Could you duplicate the listing below word for word, starting with the line containing "Could you please locate the sky" and going on through the end of the listing?

****************

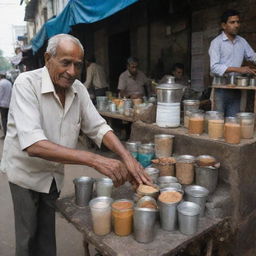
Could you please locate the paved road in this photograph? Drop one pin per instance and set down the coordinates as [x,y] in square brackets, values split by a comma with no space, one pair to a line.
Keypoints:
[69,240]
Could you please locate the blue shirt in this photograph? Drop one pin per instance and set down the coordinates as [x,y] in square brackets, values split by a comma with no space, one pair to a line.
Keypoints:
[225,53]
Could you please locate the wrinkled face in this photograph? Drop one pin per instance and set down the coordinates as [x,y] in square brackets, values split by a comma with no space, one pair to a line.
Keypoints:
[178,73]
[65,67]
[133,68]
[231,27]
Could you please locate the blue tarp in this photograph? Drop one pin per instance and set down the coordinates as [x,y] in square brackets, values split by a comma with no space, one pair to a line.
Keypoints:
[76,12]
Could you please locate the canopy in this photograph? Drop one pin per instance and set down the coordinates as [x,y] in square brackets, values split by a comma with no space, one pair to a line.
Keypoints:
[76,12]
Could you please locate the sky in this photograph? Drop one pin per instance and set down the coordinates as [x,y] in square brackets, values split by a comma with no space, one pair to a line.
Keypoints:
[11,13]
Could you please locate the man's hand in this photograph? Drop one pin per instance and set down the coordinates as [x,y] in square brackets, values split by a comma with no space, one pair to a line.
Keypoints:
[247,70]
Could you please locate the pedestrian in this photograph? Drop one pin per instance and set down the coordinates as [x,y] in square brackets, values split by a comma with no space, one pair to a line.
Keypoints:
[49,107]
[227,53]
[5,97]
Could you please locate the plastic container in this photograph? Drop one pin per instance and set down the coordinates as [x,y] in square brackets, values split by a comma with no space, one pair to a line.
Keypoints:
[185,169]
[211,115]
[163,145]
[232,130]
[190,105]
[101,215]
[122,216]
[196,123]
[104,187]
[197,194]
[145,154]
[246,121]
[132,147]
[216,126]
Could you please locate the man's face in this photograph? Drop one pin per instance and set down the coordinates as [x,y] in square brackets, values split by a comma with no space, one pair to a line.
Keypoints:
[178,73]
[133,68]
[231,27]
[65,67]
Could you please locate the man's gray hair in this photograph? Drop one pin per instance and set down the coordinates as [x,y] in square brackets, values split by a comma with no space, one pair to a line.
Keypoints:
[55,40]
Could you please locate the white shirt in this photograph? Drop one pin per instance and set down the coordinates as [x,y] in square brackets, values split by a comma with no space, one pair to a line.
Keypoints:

****************

Answer to the problem:
Could you please locate the sky in this photograph? Drop one pin per instance and set down the coordinates as [x,y] in square brackets, values split by a comma with no space, one pair to a line.
Keypoints:
[11,13]
Could you please locate the man's hand in this photograph? Drop one pin per instance and set down the coordinates as [x,y] in square brackets, values split by a comma with no space, one pair to a line.
Keypoints:
[247,70]
Could you please locate the pedestrian in this photograph? Drop one pin per instance and set down the coordinates as [x,y] in square brackets, values split by a comma with no space, one pair to a line.
Keypoints:
[49,107]
[227,53]
[5,97]
Could you please locate the plastic container in this photograph? Drop one pin per instance and set down the coordinates as [x,y] in square brackets, values split by a comma with no space, one pair to a line.
Keypoints:
[185,169]
[211,115]
[163,145]
[232,130]
[190,105]
[101,215]
[122,216]
[196,123]
[104,187]
[197,194]
[145,154]
[246,121]
[132,147]
[216,126]
Could you please locate the man's face in this photograph? Drop one pin per instance and set down the coordinates as [x,y] in square brackets, values split by a comma with no space, one pair to a line.
Keypoints:
[178,73]
[133,68]
[231,27]
[65,67]
Could you please locate the man's gray hair in this photograph? Drop one pin per instance and set down the coordinates as [x,y] in square brackets, values split by a comma with no space, one pair to a line.
Keypoints:
[55,40]
Could you please locate the white shirt in this photograph? Drop one pin per instance and set down the coordinates as [x,y] in square brackets, values split by a comma with no space, one pair to a line.
Keypoints:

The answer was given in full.